Stored records:
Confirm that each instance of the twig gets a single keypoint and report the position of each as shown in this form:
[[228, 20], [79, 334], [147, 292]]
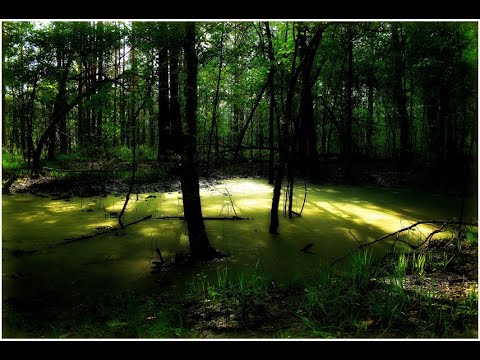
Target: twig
[[231, 202]]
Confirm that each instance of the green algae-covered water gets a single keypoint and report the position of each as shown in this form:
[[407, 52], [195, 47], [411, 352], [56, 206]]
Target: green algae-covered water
[[121, 259]]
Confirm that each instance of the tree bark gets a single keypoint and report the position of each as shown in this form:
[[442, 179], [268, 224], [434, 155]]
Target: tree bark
[[199, 244], [347, 138], [271, 112], [215, 105], [247, 123], [163, 105]]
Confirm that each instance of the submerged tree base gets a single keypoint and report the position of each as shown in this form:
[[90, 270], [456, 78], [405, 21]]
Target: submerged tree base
[[431, 294]]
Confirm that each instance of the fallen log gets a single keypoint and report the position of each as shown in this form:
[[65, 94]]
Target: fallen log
[[89, 236], [398, 232]]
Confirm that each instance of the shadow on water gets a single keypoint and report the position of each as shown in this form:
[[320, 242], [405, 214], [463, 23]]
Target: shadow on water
[[121, 259]]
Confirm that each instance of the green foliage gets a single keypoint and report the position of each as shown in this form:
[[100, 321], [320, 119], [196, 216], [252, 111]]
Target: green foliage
[[242, 292], [12, 162], [130, 316]]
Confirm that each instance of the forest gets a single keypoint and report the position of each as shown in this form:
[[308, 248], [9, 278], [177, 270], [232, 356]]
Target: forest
[[239, 179]]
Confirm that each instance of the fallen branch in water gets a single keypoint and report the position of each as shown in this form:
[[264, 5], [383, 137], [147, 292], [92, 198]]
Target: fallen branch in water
[[396, 233], [83, 237], [205, 218]]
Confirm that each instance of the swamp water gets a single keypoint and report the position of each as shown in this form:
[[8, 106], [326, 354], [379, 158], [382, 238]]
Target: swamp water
[[121, 260]]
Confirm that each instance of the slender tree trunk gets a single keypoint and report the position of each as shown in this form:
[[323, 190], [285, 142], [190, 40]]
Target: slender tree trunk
[[199, 244], [347, 139], [271, 85], [215, 105], [369, 124], [283, 149], [247, 123], [163, 105], [400, 96], [4, 111], [175, 116]]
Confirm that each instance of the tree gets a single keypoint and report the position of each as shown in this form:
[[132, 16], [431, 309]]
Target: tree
[[199, 244]]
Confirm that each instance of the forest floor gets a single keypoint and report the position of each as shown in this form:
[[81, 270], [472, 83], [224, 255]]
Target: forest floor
[[434, 298], [438, 299]]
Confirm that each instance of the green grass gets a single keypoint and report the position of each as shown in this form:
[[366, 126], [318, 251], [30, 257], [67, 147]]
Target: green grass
[[129, 316], [242, 292], [372, 299], [12, 162]]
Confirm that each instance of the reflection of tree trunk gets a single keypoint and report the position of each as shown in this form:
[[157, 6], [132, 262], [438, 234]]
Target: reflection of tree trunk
[[199, 244]]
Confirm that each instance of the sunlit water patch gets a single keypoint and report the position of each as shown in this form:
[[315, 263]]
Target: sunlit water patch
[[334, 219]]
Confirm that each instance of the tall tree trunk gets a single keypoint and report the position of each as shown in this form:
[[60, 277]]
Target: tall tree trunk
[[175, 116], [271, 112], [347, 139], [247, 123], [4, 111], [369, 123], [399, 92], [284, 148], [199, 244], [163, 110], [123, 130], [215, 105]]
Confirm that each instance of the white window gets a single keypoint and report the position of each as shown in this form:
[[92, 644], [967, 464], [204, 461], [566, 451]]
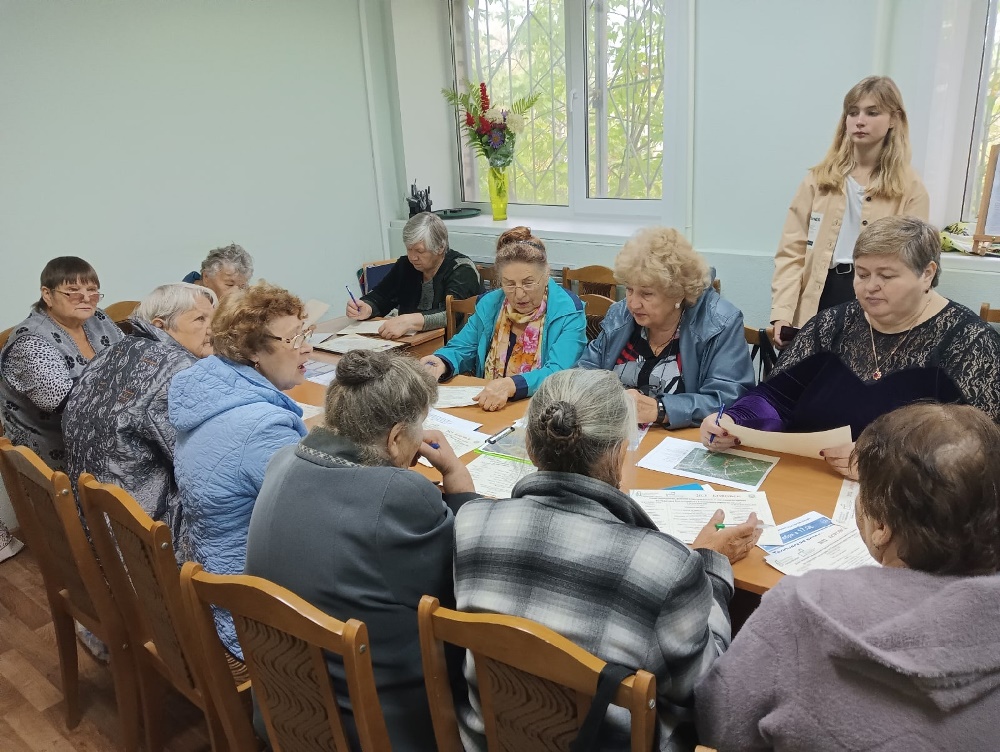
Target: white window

The task: Could you copy every line above word for word, from the first to the last, leaving out the pictures?

Correct result:
Confirm that each instance of the twig gets a single keypoint and report the position of each as shown in this form:
[[228, 20], [79, 334], [147, 292]]
Target: twig
[[231, 202]]
Confirm that each instance of the green algae-covered water gets a single keypoint and report the position of each as shown in this form:
[[407, 52], [195, 47], [411, 352], [56, 206]]
Target: green algae-covered water
[[121, 259]]
Confirm that each instance of the tree bark gets a single keypoint and report the position of each as shown in this form:
[[442, 179], [268, 224], [434, 155]]
Target: tree bark
[[199, 244], [347, 138], [271, 112], [215, 105], [247, 123], [163, 105]]
Confirm that each instance of the submerged tree base gets a single keypoint and report the position of each as shown in this form:
[[90, 270], [456, 78], [405, 21]]
Target: submerged tree base
[[431, 294]]
Confirm that each instance of the fallen log gets a single keypoint and report the position of each as shown in this form:
[[65, 94]]
Target: fallen log
[[89, 236], [398, 232]]
Confirm that each instance of the shadow on water gets a single keypoint and report the position of each as shown in this form:
[[320, 242], [405, 214], [463, 23]]
Target: shadow on water
[[121, 259]]
Confirm that each instance of the green foliage gets a single keypoint and report the position of each as shown in this form:
[[100, 321], [320, 119], [196, 216], [252, 111]]
Target: green foliage
[[242, 292], [12, 162], [130, 316]]
Confirm that each instance of the forest gets a single keypoint and report the position of each as shown in this form:
[[308, 248], [9, 278], [177, 270], [232, 356]]
Target: forest
[[239, 179]]
Confirm that each instance of the fallen branch in water gets a single keypoint and report the position of each as shown in this form:
[[264, 5], [383, 137], [147, 292], [92, 198]]
Target: fallen branch in water
[[396, 233], [83, 237], [205, 218]]
Confirm that each instance of the swamp water gets a single keypoint and report the position of each as shown in this form:
[[8, 106], [326, 354], [379, 158], [382, 238]]
Target: swamp water
[[121, 260]]
Confirm that each instance of the slender tree trunk gets a single keypoint and report the position of each as shown in this form:
[[323, 190], [285, 142], [190, 40]]
Target: slender tree trunk
[[199, 244], [347, 139], [271, 85], [215, 105], [369, 124], [283, 149], [247, 123], [163, 105], [400, 96], [4, 111], [175, 116]]
Confirm that each instance of the tree gets a single keypoint and report the position of each as shown in this form:
[[132, 16], [431, 309]]
Target: tree
[[199, 244]]
Confirm that each instance of the forest floor gets a single keypoint and report the position of each as shown in this form:
[[81, 270], [472, 83], [224, 255]]
Target: forest floor
[[434, 298], [438, 299]]
Confirm that each instance of the green grass gets a single keypoint and report the position of each as shown in this form:
[[366, 126], [318, 251], [30, 257], [67, 147]]
Target: green grass
[[129, 316], [242, 292], [372, 299], [12, 162]]
Confirm that each instance of the reflection of tree trunk gets a single keypoint and report the position of each as shown in this form:
[[157, 6], [132, 262], [438, 234]]
Target: reflection of tree trunk
[[199, 244]]
Confirm that each instance of the sunlit water patch gets a single keypoint and report the position of each as shown in this form:
[[315, 263]]
Target: sunlit water patch
[[334, 219]]
Confirm that each instance of the tall tree trunk gets a single keypoint and report the position of each as shown in this form:
[[60, 277]]
Target: tall tree trunk
[[175, 116], [271, 112], [347, 139], [247, 123], [4, 111], [369, 123], [399, 92], [284, 148], [199, 244], [163, 110], [123, 130], [215, 105]]
Confirm that each instance of the white window gets a single keypoint and report the position of each as shown in this form:
[[92, 644], [967, 464], [204, 461], [566, 451]]
Target: white window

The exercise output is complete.